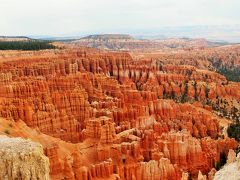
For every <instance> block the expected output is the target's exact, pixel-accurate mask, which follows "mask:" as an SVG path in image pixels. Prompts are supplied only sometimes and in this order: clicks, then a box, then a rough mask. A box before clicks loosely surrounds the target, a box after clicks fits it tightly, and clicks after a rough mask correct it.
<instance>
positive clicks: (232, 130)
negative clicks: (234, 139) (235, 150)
mask: <svg viewBox="0 0 240 180" xmlns="http://www.w3.org/2000/svg"><path fill="white" fill-rule="evenodd" d="M227 133H228V136H229V137H231V138H235V139H236V140H237V141H238V142H240V123H236V124H235V123H233V124H231V125H230V126H229V127H228V129H227Z"/></svg>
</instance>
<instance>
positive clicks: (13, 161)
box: [0, 136, 49, 180]
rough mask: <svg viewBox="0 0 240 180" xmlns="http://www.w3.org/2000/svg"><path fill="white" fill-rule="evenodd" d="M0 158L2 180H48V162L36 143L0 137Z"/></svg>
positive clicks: (14, 138)
mask: <svg viewBox="0 0 240 180" xmlns="http://www.w3.org/2000/svg"><path fill="white" fill-rule="evenodd" d="M0 157H1V158H0V169H1V171H0V179H2V180H7V179H20V180H27V179H43V180H49V160H48V158H47V157H46V156H45V155H44V154H43V149H42V146H41V145H40V144H38V143H33V142H31V141H29V140H24V139H21V138H8V137H7V136H0Z"/></svg>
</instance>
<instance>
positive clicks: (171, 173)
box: [0, 45, 240, 180]
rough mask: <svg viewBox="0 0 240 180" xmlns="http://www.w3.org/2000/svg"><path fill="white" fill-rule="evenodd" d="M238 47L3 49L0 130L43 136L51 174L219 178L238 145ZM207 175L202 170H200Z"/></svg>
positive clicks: (35, 137) (0, 94)
mask: <svg viewBox="0 0 240 180" xmlns="http://www.w3.org/2000/svg"><path fill="white" fill-rule="evenodd" d="M239 66H240V46H237V45H236V46H224V47H215V48H206V49H194V50H175V51H174V50H172V51H168V52H165V51H162V52H157V53H156V52H155V53H154V52H148V53H141V52H130V53H127V52H110V51H104V50H97V49H91V48H75V47H71V48H66V49H61V50H44V51H36V52H33V51H26V52H22V51H5V52H0V116H1V117H2V118H1V119H0V124H1V126H0V134H5V135H8V136H10V137H23V138H29V139H31V140H32V141H35V142H39V143H40V144H41V145H42V146H43V148H44V153H45V155H46V156H47V157H48V158H49V162H50V176H51V179H56V180H58V179H59V180H60V179H69V180H74V179H79V180H80V179H83V180H85V179H86V180H87V179H128V180H134V179H156V180H157V179H162V180H167V179H172V180H179V179H181V178H182V179H184V178H185V177H188V176H189V177H192V178H193V179H197V178H198V177H203V178H208V179H212V178H213V174H214V173H213V172H215V170H214V169H213V168H216V165H217V164H218V163H219V161H220V160H221V157H222V156H227V154H228V152H229V150H230V149H236V148H237V146H238V145H239V144H238V142H237V141H235V140H234V139H231V138H229V137H227V134H226V128H227V126H228V125H229V124H230V123H231V122H233V121H237V120H239V118H240V113H239V109H240V104H239V103H240V89H239V87H240V83H238V82H232V81H229V80H228V79H227V78H226V77H225V76H223V75H221V74H220V73H218V72H219V70H220V69H221V68H225V69H226V70H229V71H234V72H235V70H236V69H239ZM204 175H205V176H204Z"/></svg>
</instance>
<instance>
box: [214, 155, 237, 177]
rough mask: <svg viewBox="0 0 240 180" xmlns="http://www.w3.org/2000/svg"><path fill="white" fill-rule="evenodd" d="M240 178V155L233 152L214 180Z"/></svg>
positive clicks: (228, 156)
mask: <svg viewBox="0 0 240 180" xmlns="http://www.w3.org/2000/svg"><path fill="white" fill-rule="evenodd" d="M239 177H240V154H238V155H237V158H236V153H234V151H231V153H229V155H228V162H227V164H226V165H225V166H224V167H223V168H222V169H220V170H219V171H217V172H216V174H215V176H214V180H224V179H231V180H238V179H239Z"/></svg>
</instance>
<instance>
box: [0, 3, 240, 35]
mask: <svg viewBox="0 0 240 180" xmlns="http://www.w3.org/2000/svg"><path fill="white" fill-rule="evenodd" d="M239 12H240V0H0V35H53V36H59V35H60V36H61V35H80V34H81V33H88V34H91V33H127V32H128V33H130V34H131V33H134V32H135V31H136V30H144V29H145V30H146V29H157V28H161V27H164V26H189V25H228V24H240V13H239Z"/></svg>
──────
*What to do*
Find how many lines of the entries contain "rough". Respond with the number only.

*Response below*
4